■ Problem to solve ■
Both the line containing "# test: point to the bottle" and the last line of the listing are included: write out exactly the lines from one to the other.

Lines of data

==*==

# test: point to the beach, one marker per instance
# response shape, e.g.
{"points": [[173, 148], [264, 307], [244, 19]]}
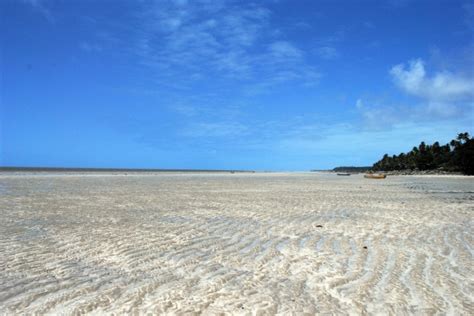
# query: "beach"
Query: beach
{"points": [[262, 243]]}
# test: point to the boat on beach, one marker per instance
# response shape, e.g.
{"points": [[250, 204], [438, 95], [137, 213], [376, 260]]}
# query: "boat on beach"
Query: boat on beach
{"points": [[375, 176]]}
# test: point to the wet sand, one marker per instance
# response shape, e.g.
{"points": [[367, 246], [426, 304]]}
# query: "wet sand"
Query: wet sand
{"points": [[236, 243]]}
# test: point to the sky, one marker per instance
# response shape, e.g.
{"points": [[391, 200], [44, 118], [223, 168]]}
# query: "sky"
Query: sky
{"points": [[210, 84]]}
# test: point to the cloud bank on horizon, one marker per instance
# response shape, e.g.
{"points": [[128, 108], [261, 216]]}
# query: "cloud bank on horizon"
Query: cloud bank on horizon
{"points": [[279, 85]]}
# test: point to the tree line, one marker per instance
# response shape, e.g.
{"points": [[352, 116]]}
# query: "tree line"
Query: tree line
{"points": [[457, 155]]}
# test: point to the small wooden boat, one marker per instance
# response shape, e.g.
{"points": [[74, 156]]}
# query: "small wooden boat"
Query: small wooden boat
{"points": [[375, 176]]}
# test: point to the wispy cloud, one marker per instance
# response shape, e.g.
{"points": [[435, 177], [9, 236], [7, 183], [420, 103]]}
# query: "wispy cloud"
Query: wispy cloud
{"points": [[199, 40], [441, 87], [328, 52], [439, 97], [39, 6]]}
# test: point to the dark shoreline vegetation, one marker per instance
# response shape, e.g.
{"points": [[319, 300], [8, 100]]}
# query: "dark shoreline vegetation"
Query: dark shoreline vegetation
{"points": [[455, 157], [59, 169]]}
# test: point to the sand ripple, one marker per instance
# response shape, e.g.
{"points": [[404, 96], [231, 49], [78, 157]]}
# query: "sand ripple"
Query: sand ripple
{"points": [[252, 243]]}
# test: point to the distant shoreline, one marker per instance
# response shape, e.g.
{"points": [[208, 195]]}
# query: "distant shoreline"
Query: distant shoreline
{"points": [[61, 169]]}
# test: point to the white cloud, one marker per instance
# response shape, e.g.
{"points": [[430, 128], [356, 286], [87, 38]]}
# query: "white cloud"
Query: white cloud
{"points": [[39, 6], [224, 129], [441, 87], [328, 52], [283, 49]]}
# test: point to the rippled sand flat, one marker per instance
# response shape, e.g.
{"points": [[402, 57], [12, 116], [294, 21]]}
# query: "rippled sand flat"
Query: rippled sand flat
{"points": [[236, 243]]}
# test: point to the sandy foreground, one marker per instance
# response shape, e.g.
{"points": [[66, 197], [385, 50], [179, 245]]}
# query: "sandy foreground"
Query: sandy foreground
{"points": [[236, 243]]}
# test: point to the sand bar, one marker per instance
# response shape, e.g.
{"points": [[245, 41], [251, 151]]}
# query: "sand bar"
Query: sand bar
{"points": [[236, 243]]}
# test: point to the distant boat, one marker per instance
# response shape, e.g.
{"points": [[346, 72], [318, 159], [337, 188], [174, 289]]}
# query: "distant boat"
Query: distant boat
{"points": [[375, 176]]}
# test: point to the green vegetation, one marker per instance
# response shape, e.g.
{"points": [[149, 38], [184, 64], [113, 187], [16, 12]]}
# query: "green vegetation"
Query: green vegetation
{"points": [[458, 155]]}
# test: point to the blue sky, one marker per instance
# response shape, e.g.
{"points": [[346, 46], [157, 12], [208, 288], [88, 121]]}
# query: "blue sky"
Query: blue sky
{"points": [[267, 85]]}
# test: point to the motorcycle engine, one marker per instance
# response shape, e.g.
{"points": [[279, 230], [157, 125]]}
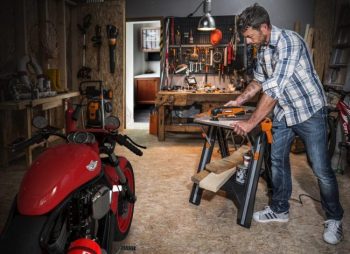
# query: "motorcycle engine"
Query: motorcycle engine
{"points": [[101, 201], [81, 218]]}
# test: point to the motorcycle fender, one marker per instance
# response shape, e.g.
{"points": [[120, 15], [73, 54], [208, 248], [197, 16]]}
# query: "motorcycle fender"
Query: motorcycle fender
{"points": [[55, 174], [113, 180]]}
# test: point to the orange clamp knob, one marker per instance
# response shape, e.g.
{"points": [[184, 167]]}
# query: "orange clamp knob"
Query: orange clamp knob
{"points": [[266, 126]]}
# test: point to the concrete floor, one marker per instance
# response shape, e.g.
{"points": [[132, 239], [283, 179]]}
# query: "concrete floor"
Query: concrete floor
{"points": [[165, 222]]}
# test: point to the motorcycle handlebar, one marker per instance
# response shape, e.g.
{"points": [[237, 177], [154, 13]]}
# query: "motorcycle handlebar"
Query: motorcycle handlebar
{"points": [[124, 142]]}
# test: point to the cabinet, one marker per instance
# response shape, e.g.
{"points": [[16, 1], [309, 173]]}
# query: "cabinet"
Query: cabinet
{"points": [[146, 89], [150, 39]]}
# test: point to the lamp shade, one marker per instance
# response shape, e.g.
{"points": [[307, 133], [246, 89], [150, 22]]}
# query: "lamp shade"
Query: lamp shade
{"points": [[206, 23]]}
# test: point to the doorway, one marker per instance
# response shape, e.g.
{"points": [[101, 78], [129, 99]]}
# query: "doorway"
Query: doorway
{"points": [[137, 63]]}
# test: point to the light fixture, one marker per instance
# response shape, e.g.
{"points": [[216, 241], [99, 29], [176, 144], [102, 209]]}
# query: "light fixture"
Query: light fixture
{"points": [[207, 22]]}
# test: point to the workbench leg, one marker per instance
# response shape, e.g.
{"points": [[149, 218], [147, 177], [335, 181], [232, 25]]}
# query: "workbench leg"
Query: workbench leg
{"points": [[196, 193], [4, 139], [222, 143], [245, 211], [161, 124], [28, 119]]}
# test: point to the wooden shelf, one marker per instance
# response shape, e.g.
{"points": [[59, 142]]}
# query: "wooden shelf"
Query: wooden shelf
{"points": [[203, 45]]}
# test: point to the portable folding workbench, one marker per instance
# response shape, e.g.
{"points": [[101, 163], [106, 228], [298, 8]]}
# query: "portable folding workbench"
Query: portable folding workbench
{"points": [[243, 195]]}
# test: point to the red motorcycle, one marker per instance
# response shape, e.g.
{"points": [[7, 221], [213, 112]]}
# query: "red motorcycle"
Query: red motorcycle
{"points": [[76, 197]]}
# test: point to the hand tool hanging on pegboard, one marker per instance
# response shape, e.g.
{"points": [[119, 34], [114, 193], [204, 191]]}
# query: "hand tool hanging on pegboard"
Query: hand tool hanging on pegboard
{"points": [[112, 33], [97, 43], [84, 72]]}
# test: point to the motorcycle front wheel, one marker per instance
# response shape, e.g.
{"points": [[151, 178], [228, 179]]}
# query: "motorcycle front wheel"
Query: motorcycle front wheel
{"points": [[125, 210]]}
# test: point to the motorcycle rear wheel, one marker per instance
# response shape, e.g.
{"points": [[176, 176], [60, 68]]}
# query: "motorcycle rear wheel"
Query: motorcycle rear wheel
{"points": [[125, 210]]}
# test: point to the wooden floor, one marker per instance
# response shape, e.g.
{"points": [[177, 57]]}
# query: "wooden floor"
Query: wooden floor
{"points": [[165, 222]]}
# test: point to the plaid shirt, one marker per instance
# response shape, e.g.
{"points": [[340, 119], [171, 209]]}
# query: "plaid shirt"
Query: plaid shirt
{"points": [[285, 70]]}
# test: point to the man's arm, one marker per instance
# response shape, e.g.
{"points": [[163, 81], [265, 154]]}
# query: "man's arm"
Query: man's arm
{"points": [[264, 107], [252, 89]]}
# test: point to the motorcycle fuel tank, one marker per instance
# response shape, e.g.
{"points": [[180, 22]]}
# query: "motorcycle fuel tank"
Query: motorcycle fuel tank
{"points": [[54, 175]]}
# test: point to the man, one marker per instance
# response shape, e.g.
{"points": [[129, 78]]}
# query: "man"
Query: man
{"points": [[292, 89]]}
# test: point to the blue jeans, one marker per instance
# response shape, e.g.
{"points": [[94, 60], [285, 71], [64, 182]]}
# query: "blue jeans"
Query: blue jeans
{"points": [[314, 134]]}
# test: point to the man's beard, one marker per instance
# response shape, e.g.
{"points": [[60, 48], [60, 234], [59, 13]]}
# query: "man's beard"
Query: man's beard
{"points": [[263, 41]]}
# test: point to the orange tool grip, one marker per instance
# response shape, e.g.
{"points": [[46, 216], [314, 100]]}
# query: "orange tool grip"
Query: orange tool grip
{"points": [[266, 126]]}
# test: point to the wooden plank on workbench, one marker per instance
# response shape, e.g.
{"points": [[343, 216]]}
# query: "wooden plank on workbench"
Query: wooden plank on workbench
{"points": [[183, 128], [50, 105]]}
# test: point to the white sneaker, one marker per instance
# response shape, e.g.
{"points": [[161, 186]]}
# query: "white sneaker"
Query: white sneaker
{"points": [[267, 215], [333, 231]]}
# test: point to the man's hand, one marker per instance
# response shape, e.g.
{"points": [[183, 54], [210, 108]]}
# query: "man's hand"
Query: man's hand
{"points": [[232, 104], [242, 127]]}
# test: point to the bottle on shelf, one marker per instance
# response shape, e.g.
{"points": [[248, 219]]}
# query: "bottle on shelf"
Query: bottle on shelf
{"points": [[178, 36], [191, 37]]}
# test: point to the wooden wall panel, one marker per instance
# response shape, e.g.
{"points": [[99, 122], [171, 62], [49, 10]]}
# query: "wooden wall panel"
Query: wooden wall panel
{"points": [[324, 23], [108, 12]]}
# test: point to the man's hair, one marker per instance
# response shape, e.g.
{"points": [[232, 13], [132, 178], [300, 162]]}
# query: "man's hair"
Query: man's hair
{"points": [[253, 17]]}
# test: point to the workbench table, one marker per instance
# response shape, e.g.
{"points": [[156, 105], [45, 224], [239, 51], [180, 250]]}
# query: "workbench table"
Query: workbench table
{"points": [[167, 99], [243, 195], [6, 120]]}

==*==

■ Output for this task ■
# test: point to the bottle on shelf, one marker per instance
# response shape, e.g.
{"points": [[248, 219]]}
# query: "bottle on shelf"
Query: bottle on shelf
{"points": [[178, 36], [191, 37]]}
# test: point to the wooden wall panel, one marker per instance
# response shape, e.g.
{"points": [[99, 122], [171, 62], [49, 10]]}
# query: "wooden wall panel"
Query: wooden wall panel
{"points": [[324, 23], [108, 12]]}
# test: point to the man's hair, one marker per instance
# response shape, e.g.
{"points": [[232, 13], [132, 178], [300, 162]]}
# query: "man's hair"
Query: man's hair
{"points": [[253, 17]]}
# test: point to the workbench table, one marker per instance
# response shape, e.g.
{"points": [[156, 105], [45, 224], [239, 51], [180, 250]]}
# query: "workbench table"
Query: workbench table
{"points": [[167, 99], [243, 195], [6, 120]]}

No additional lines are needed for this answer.